PAGE EXCERPT:

2023-11-27 19:10:07 ET
Summary
- General Motors' growth strategy of autonomous robotaxis appears uncertain due to safety concerns and the resignation of Cruise's CEO.
- The company's plan to produce thousands of Origin vehicles for its Cruise subsidiary has been scaled back.
- GM is still committed to self-driving technology but must address safety and regulatory issues to achieve its revenue goals.
- Financial update scheduled for Nov. 29 could reveal strategic shift.
The past several months have clarified the reality that U.S. car buyers are a lot less interested in buying battery-powered electric vehicles than automakers – General Motors Co. ( GM ) prominently among them – have been counting on for the past several years.
Now, another leg of GM’s growth strategy appears shaky: Autonomous robotaxis, which were expected to help raise the company’s annual revenue to $280 billion by 2030 from the current annual run rate of roughly $172 billion on a trailing twelve-month basis.
A year ago, GM said it would be producing “thousands” of Origin vehicles for its Cruise subsidiary so the robotaxi company could expand operations in San Francisco, Austin and Phoenix and eventually other U.S. cities. That plan has been scaled back in the wake of safety concerns over Cruise’s self-driving technology and the forced resignation of the company’s CEO and co-founder, Kyle Vogt.
Look ma, no hands
Origin is an unusual vehicle in that it has no controls such as a steering wheel or accelerator – it's designed to operate as a commercial passenger-carrying or package-carrying robot.

RECORDED INFORMATION:
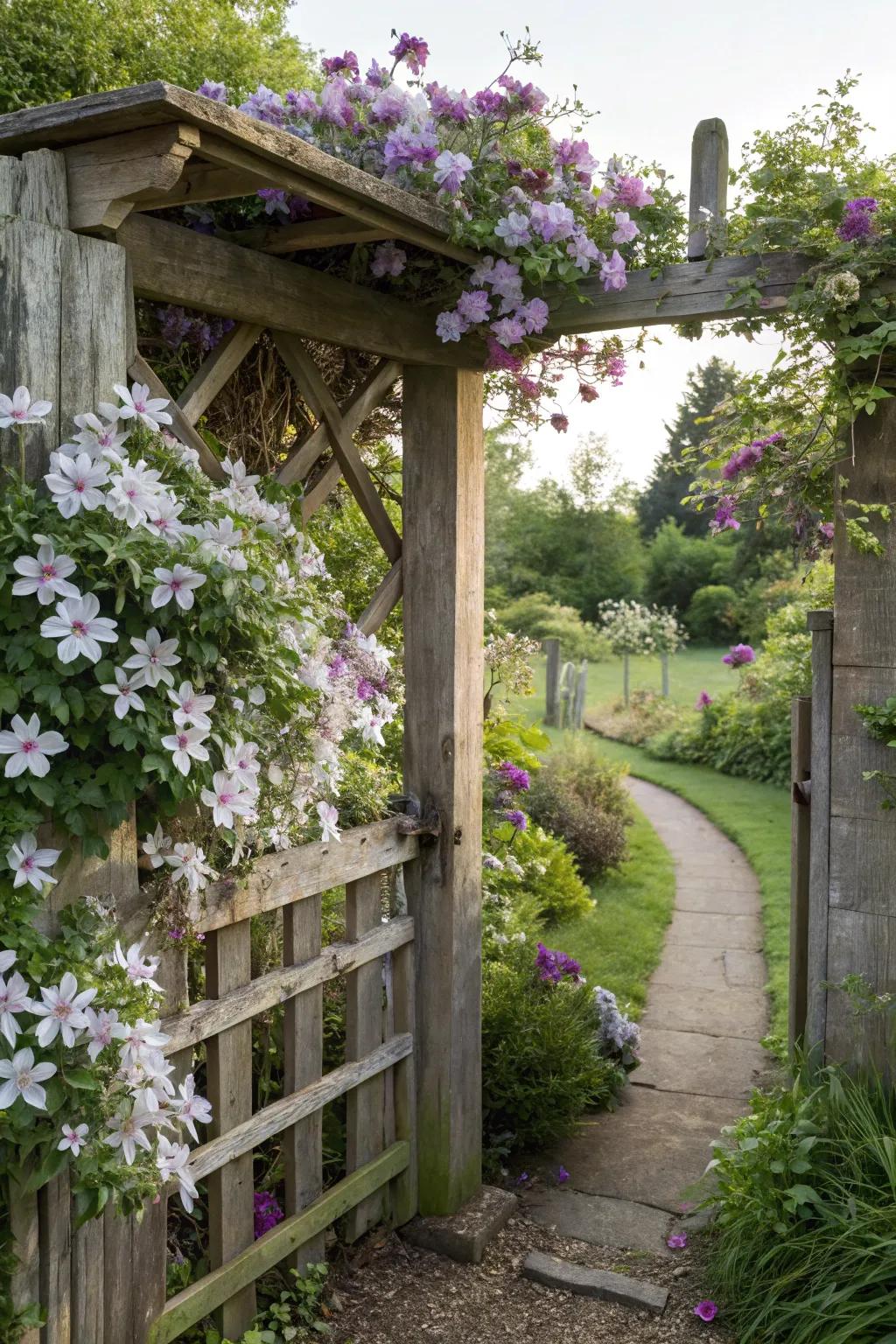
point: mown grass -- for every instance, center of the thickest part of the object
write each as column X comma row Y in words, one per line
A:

PARTS OF THE EXERCISE:
a) Translate this sentence from the GM robotaxi article into Spanish: "Origin is an unusual vehicle in that it has no controls such as a steering wheel or accelerator – it's designed to operate as a commercial passenger-carrying or package-carrying robot."
b) Pick up the GM robotaxi article after its last sentence and keep writing.

EXPECTED RESULTS:
a) Origin es un vehículo inusual en el sentido de que no tiene controles como volante o acelerador: está diseñado para funcionar como un robot comercial de transporte de pasajeros o de paquetes.

b)
GM says it hasn’t given up on self-driving technology (or the robotaxi business) as its cross-town rival Ford Motor Co. ( F ) apparently did in October of last year when it shut down Pittsburgh-based Argo AI after massive investments in the technology looked fruitless or seriously delayed. Volkswagen AG also had been a major investor in Argo.
Though self-driving technology has progressed over the last decade with several major entrants globally, companies are struggling to deploy a reliable and financially sustainable robotaxi business that meets with the approval of regulators and safety officials. In GM’s case, its main operations in San Francisco lately are suspended following an injury accident in October involving one of its vehicles.
Waymo, formerly the Google self-driving project, operates a small number of robotaxis in San Francisco and Phoenix, with tests taking place in Los Angeles and Austin.
Whistleblowing
Safety problems with Cruise vehicles had been plaguing the company for some time. Last April, for example, an incident unfolded in which one of its vehicles was stopped by a traffic police officer for traveling at night without its headlights lit. Then a whistleblower claiming to be a Cruise employee complained to California regulators that the company wasn’t championing a “safety first” culture in response to pressure to deploy vehicles from GM management and investors.
The straw that broke the back of California regulators occurred in early October, when a pedestrian struck by a non-Cruise vehicle was then hit by a Cruise robotaxi and dragged for a short distance under the vehicle. The state subsequently suspended Cruise’s permission to operate its service to the public.
On Nov. 8, Cruise recalled 950 autonomous vehicles as a result of the pedestrian collision. Then the company, which employed 4,000, laid off an unspecified number of contingent workers who had supported autonomous vehicle operations. On Nov. 20, CEO Vogt announced his resignation from Cruise.
“While (Cruise’s) automated driving system mostly works, it still has some notable flaws, especially around path planning and routing,” said Sam Abuelsamid, principal research analyst at Guidehouse Insights. “The company has been trying to expand too far and too fast without really being ready in hopes of reaching a target of $1 billion in revenue in 2025.”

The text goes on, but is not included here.